**Direction**
Reproduce the listing below, switching "coordinate pairs" to "corner points" wherever it appears and changing nothing else.

**Raw data**
☆ ☆ ☆ ☆ ☆ ☆ ☆
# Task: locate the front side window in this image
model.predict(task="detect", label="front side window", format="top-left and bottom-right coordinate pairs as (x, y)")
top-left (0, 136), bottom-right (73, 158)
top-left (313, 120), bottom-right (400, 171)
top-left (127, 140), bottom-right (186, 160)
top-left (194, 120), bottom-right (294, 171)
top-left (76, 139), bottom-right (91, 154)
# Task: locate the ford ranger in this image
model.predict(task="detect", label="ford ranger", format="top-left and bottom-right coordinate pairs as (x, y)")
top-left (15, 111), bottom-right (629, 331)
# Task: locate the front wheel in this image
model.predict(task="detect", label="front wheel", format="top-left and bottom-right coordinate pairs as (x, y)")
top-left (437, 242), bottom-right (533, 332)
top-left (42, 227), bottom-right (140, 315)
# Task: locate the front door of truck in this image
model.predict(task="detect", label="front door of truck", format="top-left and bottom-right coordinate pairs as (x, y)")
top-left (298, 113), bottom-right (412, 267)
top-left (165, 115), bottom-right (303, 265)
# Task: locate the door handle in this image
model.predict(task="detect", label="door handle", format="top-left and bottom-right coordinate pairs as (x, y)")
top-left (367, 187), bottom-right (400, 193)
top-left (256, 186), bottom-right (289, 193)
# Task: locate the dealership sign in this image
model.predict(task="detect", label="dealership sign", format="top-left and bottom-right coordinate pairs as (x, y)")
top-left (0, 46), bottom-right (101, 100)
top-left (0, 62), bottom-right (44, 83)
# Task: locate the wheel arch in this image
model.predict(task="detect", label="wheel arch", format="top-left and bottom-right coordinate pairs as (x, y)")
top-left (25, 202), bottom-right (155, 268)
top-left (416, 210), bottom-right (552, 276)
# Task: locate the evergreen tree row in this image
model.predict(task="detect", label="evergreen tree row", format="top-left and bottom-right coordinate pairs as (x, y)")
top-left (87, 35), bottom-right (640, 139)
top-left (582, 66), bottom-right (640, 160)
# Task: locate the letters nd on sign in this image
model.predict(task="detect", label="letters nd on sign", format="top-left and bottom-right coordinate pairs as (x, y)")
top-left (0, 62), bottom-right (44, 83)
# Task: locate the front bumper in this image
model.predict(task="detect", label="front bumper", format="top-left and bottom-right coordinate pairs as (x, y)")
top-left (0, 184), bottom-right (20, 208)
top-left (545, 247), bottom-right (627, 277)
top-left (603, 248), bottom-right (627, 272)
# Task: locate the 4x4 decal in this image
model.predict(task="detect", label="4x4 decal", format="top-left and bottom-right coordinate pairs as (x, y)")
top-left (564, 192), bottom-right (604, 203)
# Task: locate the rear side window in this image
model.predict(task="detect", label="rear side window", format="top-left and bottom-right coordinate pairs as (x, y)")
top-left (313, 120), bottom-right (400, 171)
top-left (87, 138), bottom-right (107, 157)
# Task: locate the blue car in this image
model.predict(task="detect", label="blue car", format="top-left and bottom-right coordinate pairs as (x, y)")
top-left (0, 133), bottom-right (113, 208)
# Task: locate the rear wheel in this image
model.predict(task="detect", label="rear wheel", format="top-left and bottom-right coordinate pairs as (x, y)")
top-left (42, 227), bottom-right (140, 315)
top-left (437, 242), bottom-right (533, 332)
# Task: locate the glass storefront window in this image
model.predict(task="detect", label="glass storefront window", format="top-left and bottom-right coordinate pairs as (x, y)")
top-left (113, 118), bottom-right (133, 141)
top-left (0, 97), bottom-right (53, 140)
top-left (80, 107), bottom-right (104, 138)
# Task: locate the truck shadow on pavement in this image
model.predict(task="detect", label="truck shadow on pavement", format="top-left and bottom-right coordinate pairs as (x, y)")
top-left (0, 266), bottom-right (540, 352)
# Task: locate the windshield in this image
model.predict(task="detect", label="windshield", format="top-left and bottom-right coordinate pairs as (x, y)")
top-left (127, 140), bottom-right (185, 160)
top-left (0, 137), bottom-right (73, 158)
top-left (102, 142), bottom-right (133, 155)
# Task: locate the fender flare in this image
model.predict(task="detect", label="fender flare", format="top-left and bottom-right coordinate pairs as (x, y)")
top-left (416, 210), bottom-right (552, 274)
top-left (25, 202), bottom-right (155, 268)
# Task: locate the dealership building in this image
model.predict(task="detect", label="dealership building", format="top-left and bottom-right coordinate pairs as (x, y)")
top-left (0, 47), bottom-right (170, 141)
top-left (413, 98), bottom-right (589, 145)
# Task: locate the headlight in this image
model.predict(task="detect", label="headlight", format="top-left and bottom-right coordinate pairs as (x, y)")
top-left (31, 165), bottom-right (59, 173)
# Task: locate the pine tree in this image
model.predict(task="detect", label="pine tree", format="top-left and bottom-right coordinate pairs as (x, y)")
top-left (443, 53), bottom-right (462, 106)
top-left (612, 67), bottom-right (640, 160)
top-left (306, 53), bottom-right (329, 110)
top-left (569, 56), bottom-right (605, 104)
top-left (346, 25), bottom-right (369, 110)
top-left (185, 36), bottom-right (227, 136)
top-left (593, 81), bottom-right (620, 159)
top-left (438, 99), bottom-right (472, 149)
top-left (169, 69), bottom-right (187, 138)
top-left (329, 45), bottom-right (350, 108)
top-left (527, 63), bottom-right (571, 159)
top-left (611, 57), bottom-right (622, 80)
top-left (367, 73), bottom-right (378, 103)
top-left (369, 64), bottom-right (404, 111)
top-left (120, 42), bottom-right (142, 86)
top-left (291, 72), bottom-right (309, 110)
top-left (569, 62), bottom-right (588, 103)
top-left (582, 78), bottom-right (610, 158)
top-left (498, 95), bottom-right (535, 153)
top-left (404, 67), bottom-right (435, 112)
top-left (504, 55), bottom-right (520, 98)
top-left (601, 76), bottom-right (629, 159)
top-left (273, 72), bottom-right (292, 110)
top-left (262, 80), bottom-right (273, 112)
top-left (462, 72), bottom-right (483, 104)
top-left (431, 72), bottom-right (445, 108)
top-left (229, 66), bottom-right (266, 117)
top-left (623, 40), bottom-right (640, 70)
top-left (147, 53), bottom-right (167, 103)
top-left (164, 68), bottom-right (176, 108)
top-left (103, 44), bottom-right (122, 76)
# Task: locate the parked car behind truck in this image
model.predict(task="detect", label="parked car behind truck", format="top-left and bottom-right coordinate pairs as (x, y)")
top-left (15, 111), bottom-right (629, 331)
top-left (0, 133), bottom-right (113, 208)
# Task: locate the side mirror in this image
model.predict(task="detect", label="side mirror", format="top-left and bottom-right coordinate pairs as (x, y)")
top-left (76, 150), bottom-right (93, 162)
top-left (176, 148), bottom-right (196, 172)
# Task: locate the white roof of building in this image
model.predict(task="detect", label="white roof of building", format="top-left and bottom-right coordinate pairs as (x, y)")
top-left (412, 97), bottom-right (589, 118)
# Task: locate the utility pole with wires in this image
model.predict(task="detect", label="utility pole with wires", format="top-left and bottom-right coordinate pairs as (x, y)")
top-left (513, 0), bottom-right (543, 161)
☆ ☆ ☆ ☆ ☆ ☆ ☆
**Task result**
# Task: locate the front side window in this image
model.predict(task="detect", label="front side window", format="top-left and bottom-right corner points as (x, y)")
top-left (0, 136), bottom-right (73, 158)
top-left (313, 120), bottom-right (400, 171)
top-left (127, 140), bottom-right (186, 160)
top-left (194, 120), bottom-right (294, 171)
top-left (76, 139), bottom-right (91, 154)
# Task: locate the ford ranger in this image
model.predict(task="detect", label="ford ranger", format="top-left and bottom-right corner points as (x, y)")
top-left (15, 111), bottom-right (629, 331)
# Task: locate the front wheel in this image
model.predict(task="detect", label="front wheel", format="top-left and bottom-right corner points as (x, y)")
top-left (437, 242), bottom-right (533, 332)
top-left (42, 227), bottom-right (140, 315)
# Task: locate the front door of truck in this image
model.predict(task="detect", label="front door of truck", format="top-left and bottom-right corner points as (x, y)")
top-left (298, 113), bottom-right (412, 267)
top-left (165, 115), bottom-right (303, 265)
# Task: locate the door handle in this image
model.predict(task="detect", label="door handle", format="top-left and bottom-right corner points as (x, y)")
top-left (367, 187), bottom-right (400, 193)
top-left (256, 186), bottom-right (289, 193)
# Task: locate the dealership sign in this image
model.predict(task="detect", label="dealership sign", format="top-left and bottom-right corner points as (x, y)")
top-left (0, 46), bottom-right (101, 100)
top-left (0, 62), bottom-right (44, 83)
# Task: locate the wheel arch in this image
model.predict(task="detect", label="wheel arch", format="top-left and bottom-right corner points as (x, y)")
top-left (25, 202), bottom-right (155, 268)
top-left (416, 210), bottom-right (552, 276)
# Task: locate the evergreen tree row in this image
model.predict(task="detect", label="evergreen tree row", format="top-left and bottom-right corner points as (x, y)")
top-left (87, 35), bottom-right (640, 139)
top-left (582, 66), bottom-right (640, 160)
# Task: locate the letters nd on sign in this image
model.predict(task="detect", label="letters nd on sign", format="top-left and bottom-right corner points as (x, y)")
top-left (0, 62), bottom-right (44, 83)
# Task: locate the front bumper in this image
model.predict(task="detect", label="front bumper", format="top-left and bottom-right corner points as (x, y)")
top-left (0, 184), bottom-right (20, 208)
top-left (545, 247), bottom-right (627, 277)
top-left (603, 248), bottom-right (627, 272)
# Task: locate the 4x4 decal in this image
model.predict(task="detect", label="4x4 decal", format="top-left and bottom-right corner points as (x, y)")
top-left (564, 192), bottom-right (604, 203)
# Task: locate the rear side window in this image
model.predict(task="detect", label="rear side window", format="top-left and bottom-right corner points as (x, y)")
top-left (313, 120), bottom-right (400, 171)
top-left (87, 138), bottom-right (107, 157)
# Task: locate the blue car in this image
model.predict(task="detect", label="blue car", format="top-left and bottom-right corner points as (x, y)")
top-left (0, 133), bottom-right (113, 208)
# Task: locate the rear wheel in this image
model.predict(task="detect", label="rear wheel", format="top-left and bottom-right corner points as (x, y)")
top-left (42, 227), bottom-right (140, 315)
top-left (437, 242), bottom-right (533, 332)
# Task: locate the glass storefront window in this image
model.predict(task="detect", label="glass storefront window", format="top-left and bottom-right corner points as (x, y)")
top-left (113, 118), bottom-right (133, 141)
top-left (0, 97), bottom-right (53, 140)
top-left (80, 107), bottom-right (104, 138)
# Task: locate the truck shadow on pavement in this image
model.predict(task="detect", label="truck shadow on pavement", format="top-left and bottom-right corner points as (x, y)")
top-left (0, 266), bottom-right (540, 352)
# Task: locate the windshield in this image
model.predict(task="detect", label="windshield", format="top-left and bottom-right corner points as (x, y)")
top-left (127, 140), bottom-right (185, 160)
top-left (0, 137), bottom-right (73, 158)
top-left (102, 142), bottom-right (133, 155)
# Task: locate the fender flare in this image
model.predict(task="detect", label="fender flare", format="top-left and bottom-right corner points as (x, y)")
top-left (416, 210), bottom-right (552, 274)
top-left (25, 202), bottom-right (155, 268)
# Task: locate the dealership building in this image
model.predict(task="detect", label="dealership building", format="top-left and bottom-right corner points as (x, y)")
top-left (0, 47), bottom-right (170, 141)
top-left (413, 98), bottom-right (589, 145)
# Task: locate the headlight in this image
model.predict(task="detect", label="headlight", format="top-left and bottom-right corner points as (x, y)")
top-left (31, 165), bottom-right (59, 173)
# Task: locate the pine tree in this image
model.predict(task="detect", label="pine tree", format="top-left and bottom-right corner points as (x, y)")
top-left (443, 53), bottom-right (462, 106)
top-left (612, 67), bottom-right (640, 160)
top-left (306, 53), bottom-right (329, 110)
top-left (569, 56), bottom-right (605, 104)
top-left (346, 25), bottom-right (369, 110)
top-left (185, 36), bottom-right (227, 136)
top-left (593, 81), bottom-right (620, 159)
top-left (438, 99), bottom-right (472, 149)
top-left (169, 69), bottom-right (187, 138)
top-left (329, 45), bottom-right (350, 108)
top-left (527, 63), bottom-right (571, 159)
top-left (611, 57), bottom-right (622, 80)
top-left (367, 73), bottom-right (378, 103)
top-left (369, 64), bottom-right (404, 111)
top-left (120, 42), bottom-right (142, 86)
top-left (291, 72), bottom-right (309, 110)
top-left (569, 62), bottom-right (588, 103)
top-left (582, 78), bottom-right (610, 158)
top-left (498, 95), bottom-right (535, 153)
top-left (404, 67), bottom-right (435, 112)
top-left (504, 55), bottom-right (520, 98)
top-left (601, 76), bottom-right (629, 159)
top-left (273, 72), bottom-right (292, 110)
top-left (262, 80), bottom-right (273, 112)
top-left (462, 72), bottom-right (483, 104)
top-left (431, 72), bottom-right (445, 108)
top-left (229, 66), bottom-right (266, 117)
top-left (623, 40), bottom-right (640, 70)
top-left (147, 53), bottom-right (167, 103)
top-left (164, 68), bottom-right (176, 108)
top-left (103, 44), bottom-right (122, 76)
# Task: locate the parked car behind truck in this image
model.predict(task="detect", label="parked car behind truck", format="top-left and bottom-right corner points as (x, y)")
top-left (15, 111), bottom-right (629, 331)
top-left (0, 133), bottom-right (113, 208)
# Task: locate the side mirror in this image
model.predict(task="detect", label="side mirror", format="top-left and bottom-right corner points as (x, y)")
top-left (76, 150), bottom-right (93, 162)
top-left (176, 148), bottom-right (196, 172)
# Task: locate the white roof of building in this image
model.predict(task="detect", label="white roof of building", format="top-left and bottom-right corner points as (x, y)")
top-left (412, 97), bottom-right (589, 118)
# Task: locate the utility pole with wires in this image
model.predict(task="detect", label="utility pole with wires", format="top-left and bottom-right corner points as (x, y)")
top-left (513, 0), bottom-right (543, 161)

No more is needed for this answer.